■ WHAT THE EXERCISE ASKS
All the records below must be returned exactly as they stand.

==*==

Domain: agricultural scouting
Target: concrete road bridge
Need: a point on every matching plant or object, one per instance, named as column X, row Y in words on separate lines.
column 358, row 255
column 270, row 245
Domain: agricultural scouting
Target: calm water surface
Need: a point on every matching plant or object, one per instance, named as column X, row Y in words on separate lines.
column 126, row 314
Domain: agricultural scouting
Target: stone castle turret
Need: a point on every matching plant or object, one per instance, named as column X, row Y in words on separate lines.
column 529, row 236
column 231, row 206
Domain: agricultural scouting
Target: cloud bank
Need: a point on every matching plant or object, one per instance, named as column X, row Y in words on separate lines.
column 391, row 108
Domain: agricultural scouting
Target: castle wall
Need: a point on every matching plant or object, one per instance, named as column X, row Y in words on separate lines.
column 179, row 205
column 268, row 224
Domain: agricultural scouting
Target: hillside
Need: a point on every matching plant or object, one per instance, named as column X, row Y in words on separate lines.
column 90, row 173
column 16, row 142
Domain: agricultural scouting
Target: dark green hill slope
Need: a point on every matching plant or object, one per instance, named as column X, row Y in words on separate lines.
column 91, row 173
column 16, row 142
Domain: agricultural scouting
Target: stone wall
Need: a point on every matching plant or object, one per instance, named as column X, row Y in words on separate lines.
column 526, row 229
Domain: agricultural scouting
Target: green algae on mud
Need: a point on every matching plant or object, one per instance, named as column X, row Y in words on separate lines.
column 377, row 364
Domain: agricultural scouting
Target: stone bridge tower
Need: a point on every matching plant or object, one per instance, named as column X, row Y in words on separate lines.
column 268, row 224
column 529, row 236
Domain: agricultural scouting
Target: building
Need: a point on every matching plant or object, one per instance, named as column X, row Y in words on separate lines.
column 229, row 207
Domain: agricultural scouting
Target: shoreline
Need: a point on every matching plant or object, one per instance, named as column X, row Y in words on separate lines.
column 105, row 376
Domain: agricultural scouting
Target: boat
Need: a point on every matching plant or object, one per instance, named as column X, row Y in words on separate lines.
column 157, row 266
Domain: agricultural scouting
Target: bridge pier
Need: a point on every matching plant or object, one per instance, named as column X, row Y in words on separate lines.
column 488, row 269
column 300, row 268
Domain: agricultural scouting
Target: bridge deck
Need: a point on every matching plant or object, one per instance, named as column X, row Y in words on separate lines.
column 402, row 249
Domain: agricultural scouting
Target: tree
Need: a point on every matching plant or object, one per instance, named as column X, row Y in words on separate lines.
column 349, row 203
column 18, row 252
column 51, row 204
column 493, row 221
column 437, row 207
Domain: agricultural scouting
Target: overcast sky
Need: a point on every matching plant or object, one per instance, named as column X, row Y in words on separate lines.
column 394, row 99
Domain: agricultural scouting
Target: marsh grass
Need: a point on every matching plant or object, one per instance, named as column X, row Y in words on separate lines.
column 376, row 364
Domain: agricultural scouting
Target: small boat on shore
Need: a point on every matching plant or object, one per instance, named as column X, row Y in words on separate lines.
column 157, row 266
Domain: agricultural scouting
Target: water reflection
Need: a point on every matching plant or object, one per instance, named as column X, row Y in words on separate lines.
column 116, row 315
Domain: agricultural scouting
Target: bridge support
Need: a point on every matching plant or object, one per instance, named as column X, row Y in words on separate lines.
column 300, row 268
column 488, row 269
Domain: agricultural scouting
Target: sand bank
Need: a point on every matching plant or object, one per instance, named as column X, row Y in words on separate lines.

==*==

■ THE ANSWER
Domain: agricultural scouting
Target: concrete road bridge
Need: a point on every matching plant or object, one per instance, named as column X, row Y in words on separate lines.
column 358, row 255
column 270, row 245
Domain: agricultural scouting
Target: calm water surface
Need: a point on every matching plant or object, one per instance, named as column X, row Y in words on separate lines.
column 126, row 314
Domain: agricultural scouting
Target: stone castle turret
Need: a point on every matching plant or object, one per instance, named as column X, row Y in words on separate lines.
column 529, row 236
column 231, row 206
Domain: agricultural scouting
Target: cloud bank
Need: a point on every matching plant or object, one per instance, named as column X, row Y in words on separate lines.
column 391, row 108
Domain: agricultural scouting
Target: castle wall
Need: a point on every matching plant or object, one per instance, named as column X, row Y in words on separate lines.
column 179, row 205
column 268, row 224
Domain: agricultural scouting
Target: hillside
Need: a point on every matching plant or object, one per instance, named as column X, row Y in words on separate lines.
column 90, row 173
column 16, row 142
Domain: agricultural scouting
Target: dark green hill slope
Need: a point on every matching plant or object, one per instance, named as column X, row Y in words on separate lines.
column 91, row 173
column 16, row 142
Domain: agricultural scouting
Target: stone wall
Need: a point on every matching plant or object, one per instance, named as column X, row Y in words on separate lines.
column 526, row 229
Domain: agricultural scouting
Target: green algae on mud
Need: a point on every matching plant or object, one per instance, named as column X, row Y in words on separate lines.
column 377, row 364
Domain: agricultural scouting
Target: stone bridge tower
Need: a point on every matching plant or object, one per instance, named as column X, row Y in words on separate lines.
column 268, row 224
column 529, row 236
Domain: agricultural scouting
Target: building
Need: a point on every matching plant or object, one per instance, named as column X, row Y in words on separate lines.
column 229, row 207
Domain: agricultural scouting
Target: shoreline
Need: a point on every matching plant or object, one per instance, named as column X, row Y in words on separate lines.
column 105, row 376
Domain: agricultural scouting
Target: boat
Need: a point on every matching plant or object, one per instance, named as column X, row Y in words on separate lines.
column 157, row 266
Domain: agricultural scouting
Target: bridge pier
Need: a point on every matching plant or object, one per instance, named as column X, row Y in words on separate lines.
column 488, row 269
column 300, row 268
Domain: agricultural scouting
Target: bridge deck
Need: a point on every matching plant or object, one per instance, named as column X, row Y in words on separate lines.
column 402, row 249
Domain: agricultural scouting
Target: tree
Need: a point on every matching plant or object, one per instance, named as column X, row Y in words on separate lines.
column 349, row 203
column 18, row 252
column 51, row 204
column 493, row 221
column 437, row 207
Domain: agricultural scouting
Target: overcast sky
Need: a point on every matching plant or object, one per instance, named as column X, row Y in words on separate lines.
column 394, row 99
Domain: agricultural scouting
Target: marsh grass
Need: a point on every matching plant or object, one per instance, named as column X, row Y in words on separate lines.
column 376, row 364
Domain: agricultural scouting
Target: small boat on shore
Need: a point on every matching plant or object, one per instance, named as column X, row Y in words on separate lines.
column 157, row 266
Domain: agricultural scouting
Target: water reflection
Need: a point on every matching plant or object, one per instance, named as column X, row Y in words on separate lines.
column 116, row 315
Domain: agricultural scouting
Target: bridge support
Need: a point on every matching plant or object, one per instance, named as column X, row Y in words on separate lines.
column 300, row 268
column 488, row 269
Domain: agricultural scouting
Target: sand bank
Need: a point on every matching plant or object, one per instance, named as column X, row Y in words on separate lines.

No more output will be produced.